Job – Add 27 to every vertex coordinate in the polygon outlines and reproduce the entire listing below with all other lines unchanged. Omit the picture lines.

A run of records
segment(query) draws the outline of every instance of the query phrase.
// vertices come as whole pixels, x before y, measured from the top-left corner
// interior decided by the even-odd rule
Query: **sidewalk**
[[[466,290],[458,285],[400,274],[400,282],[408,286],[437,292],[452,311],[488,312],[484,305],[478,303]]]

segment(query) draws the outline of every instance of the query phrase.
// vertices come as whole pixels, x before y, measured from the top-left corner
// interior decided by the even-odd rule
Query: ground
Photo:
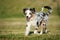
[[[47,34],[35,35],[33,34],[34,27],[31,27],[31,34],[26,37],[24,35],[25,27],[25,17],[1,18],[0,40],[60,40],[60,19],[58,16],[49,16],[47,23]]]

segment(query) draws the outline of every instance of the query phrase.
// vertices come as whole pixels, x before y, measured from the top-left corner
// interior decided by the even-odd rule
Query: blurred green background
[[[23,8],[39,12],[46,5],[53,10],[47,23],[48,33],[34,35],[31,27],[32,34],[26,37]],[[0,40],[60,40],[60,0],[0,0]]]
[[[36,8],[39,12],[42,6],[51,6],[53,15],[60,16],[60,0],[0,0],[0,18],[24,17],[23,8]]]

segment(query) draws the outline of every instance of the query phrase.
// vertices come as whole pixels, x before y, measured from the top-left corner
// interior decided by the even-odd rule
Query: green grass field
[[[47,23],[48,33],[43,35],[31,34],[25,36],[25,18],[0,19],[0,40],[60,40],[60,19],[58,16],[50,15]],[[39,30],[40,31],[40,30]]]
[[[47,23],[47,34],[25,36],[26,20],[23,8],[51,6],[52,14]],[[38,30],[40,31],[40,29]],[[60,40],[60,0],[0,0],[0,40]]]

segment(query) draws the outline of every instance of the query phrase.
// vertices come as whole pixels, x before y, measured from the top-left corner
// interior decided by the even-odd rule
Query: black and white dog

Answer to this task –
segment(query) draws the outline of every instance of the query phrase.
// vertices come as whole pixels, x before y, measured from the top-left corner
// interior decided by the even-odd rule
Query: **sidewalk**
[[[493,317],[485,312],[427,301],[427,309],[435,313],[464,319],[479,338],[515,339],[511,332],[505,330]]]

segment(query) draws the outline of every instance of the query phrase.
// vertices come as whole pixels, x before y, measured from the top-left corner
// interior decided by the even-odd rule
Query: ground
Photo:
[[[74,61],[62,62],[60,61],[61,54],[58,54],[58,61],[53,64],[51,62],[52,54],[52,44],[28,45],[27,67],[87,67],[87,46],[85,43],[76,43],[74,50]]]

segment(query) draws the outline of every instance of the query phrase.
// vertices come as whole pixels, x before y, measured from the top-left corner
// interior decided by the even-odd rule
Query: blurred green background
[[[50,35],[66,39],[73,32],[80,37],[74,50],[75,60],[61,62],[58,54],[59,61],[53,64]],[[27,67],[87,67],[87,27],[27,27]]]
[[[63,35],[66,39],[69,33],[78,33],[80,42],[87,43],[87,27],[27,27],[27,45],[51,44],[50,35]]]

segment(query) draws the outline of every instance of the query phrase.
// vertices come as whole pixels, x before y, measured from the top-left corner
// interior decided by the even-odd rule
Query: green grass field
[[[74,50],[75,60],[70,62],[58,61],[52,63],[52,45],[27,46],[27,67],[87,67],[87,46],[85,43],[77,42]],[[66,57],[67,58],[67,57]]]
[[[74,50],[74,61],[52,63],[53,47],[50,35],[78,33],[79,41]],[[65,57],[67,58],[67,56]],[[87,67],[87,27],[27,27],[27,67]]]

segment(query) draws the outline of every instance of the query phrase.
// vertices come as whole pixels, x before y, measured from the top-left corner
// interior decided by the even-odd rule
Query: black and white dog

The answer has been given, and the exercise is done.